**Tareas del ejercicio**:
(A) En el relato sobre el rescate de los reos, ¿cuántos años lleva Pedro Hernán Rodríguez Salazar al frente de su dotación?
(B) Retoma el relato sobre el rescate de los reos y continúalo a partir de su última oración.

**Documento fuente**:
──────────

Ese es el relato que hace Pedro Hernán Rodríguez Salazar, uno de los bomberos que rescató a los 19 reos que el lunes por la mañana quemaron un colchón porque no querían que los policías lo revisaran. Aunque lleva siete años al frente de esa dotación, dice que nunca antes había vivido algo semejante. “Yo estoy habituado a situaciones fuertes, pero esto fue impactante”, afirma.
- ¿Qué pensaba mientras estaba ahí?
- Uno no piensa en nada en esos momentos. Sólo trata de seguir el protocolo. Queríamos sacar a las personas. Las llamas volvían a encenderse y habíamos visto que los cables estaban quemados.
En la sede de los bomberos -un edificio prestado situado arriba de una carnicería, en la avenida Solano Vera, de esa ciudad- se encuentra también el oficial Pablo Bustos. “El baño donde se habían metido los ocho es más chico que esta mesa. ¿Entiende? Más chico que una mesa. Esos muchachos parecían palitos chinos. Imagínese, todos cruzados. Fue muy difícil sacarlos”, reitera.

──────────

Líneas de contornos:
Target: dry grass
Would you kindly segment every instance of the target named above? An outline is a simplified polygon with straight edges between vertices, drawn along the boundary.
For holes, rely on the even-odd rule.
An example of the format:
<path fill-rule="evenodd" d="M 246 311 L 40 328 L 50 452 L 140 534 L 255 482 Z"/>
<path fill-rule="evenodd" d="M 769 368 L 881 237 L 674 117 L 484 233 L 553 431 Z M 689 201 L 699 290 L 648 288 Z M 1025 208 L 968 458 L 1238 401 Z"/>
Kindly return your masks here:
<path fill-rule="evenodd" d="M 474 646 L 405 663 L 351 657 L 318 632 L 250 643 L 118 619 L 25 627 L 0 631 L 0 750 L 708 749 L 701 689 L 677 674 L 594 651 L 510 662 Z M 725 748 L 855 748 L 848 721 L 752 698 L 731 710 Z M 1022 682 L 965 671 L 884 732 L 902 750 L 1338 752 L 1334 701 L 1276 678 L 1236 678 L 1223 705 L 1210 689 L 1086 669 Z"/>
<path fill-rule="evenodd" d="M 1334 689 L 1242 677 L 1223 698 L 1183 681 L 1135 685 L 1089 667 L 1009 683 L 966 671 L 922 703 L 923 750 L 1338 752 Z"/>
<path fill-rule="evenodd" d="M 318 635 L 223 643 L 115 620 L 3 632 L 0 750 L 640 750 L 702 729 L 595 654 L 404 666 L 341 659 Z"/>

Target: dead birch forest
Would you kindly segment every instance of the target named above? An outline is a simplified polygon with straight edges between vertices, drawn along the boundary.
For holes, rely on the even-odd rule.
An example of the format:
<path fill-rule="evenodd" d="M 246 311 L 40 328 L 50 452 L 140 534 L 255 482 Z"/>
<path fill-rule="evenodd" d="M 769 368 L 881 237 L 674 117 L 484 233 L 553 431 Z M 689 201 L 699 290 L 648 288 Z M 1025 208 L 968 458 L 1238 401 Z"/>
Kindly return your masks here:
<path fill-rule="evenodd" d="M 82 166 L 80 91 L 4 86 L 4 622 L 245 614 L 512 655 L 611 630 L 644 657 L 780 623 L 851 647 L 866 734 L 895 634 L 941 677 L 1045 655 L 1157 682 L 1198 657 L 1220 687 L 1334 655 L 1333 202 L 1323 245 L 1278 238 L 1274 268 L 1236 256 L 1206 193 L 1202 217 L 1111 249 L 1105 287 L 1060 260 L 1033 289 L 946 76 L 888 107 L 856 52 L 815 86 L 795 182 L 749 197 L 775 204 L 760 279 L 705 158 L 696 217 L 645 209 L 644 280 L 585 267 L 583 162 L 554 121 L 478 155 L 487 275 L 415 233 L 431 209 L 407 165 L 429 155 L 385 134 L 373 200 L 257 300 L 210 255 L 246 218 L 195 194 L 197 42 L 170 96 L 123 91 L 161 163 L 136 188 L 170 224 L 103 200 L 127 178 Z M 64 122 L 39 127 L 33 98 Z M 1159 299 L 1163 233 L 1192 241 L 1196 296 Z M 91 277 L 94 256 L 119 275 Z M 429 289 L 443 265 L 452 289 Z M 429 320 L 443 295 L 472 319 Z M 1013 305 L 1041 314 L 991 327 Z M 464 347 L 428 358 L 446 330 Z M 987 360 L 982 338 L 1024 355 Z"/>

──────────

**Lista de respuestas**:
(A) Siete años.

(B)
Una puerta se abre y entra Carlos Peralta, el segundo hombre al mando de ese cuartel. Ha oído el final del testimonio de su colega, y como también estuvo en el rescate, añade: “cuando llegamos, estaban todos desesperados, los policías y los detenidos. Nos gritaban de todas partes. Para peor, adentro de ese baño no veíamos nada. Y eso que teníamos las linternas de los cascos prendidas. Había gente hasta en el hueco de atrás del inodoro. Y estaban trabados, agarrados entre sí”.
Andrés Cuenya -26 años y el más joven de los bomberos que estuvo en la comisaría- reafirma los dichos de su superior: “ahí no nos veíamos ni las manos. Fue un trabajo complicado. Nos desgastó físicamente. Era mucha gente metida en un lugar tan chiquito”.
Y es que nadie podría imaginarlo, jamás. Meter la cabeza en un inodoro, para salvarse del fuego. Amontonarse en un baño. Enlazarse como palitos chinos. Impensable.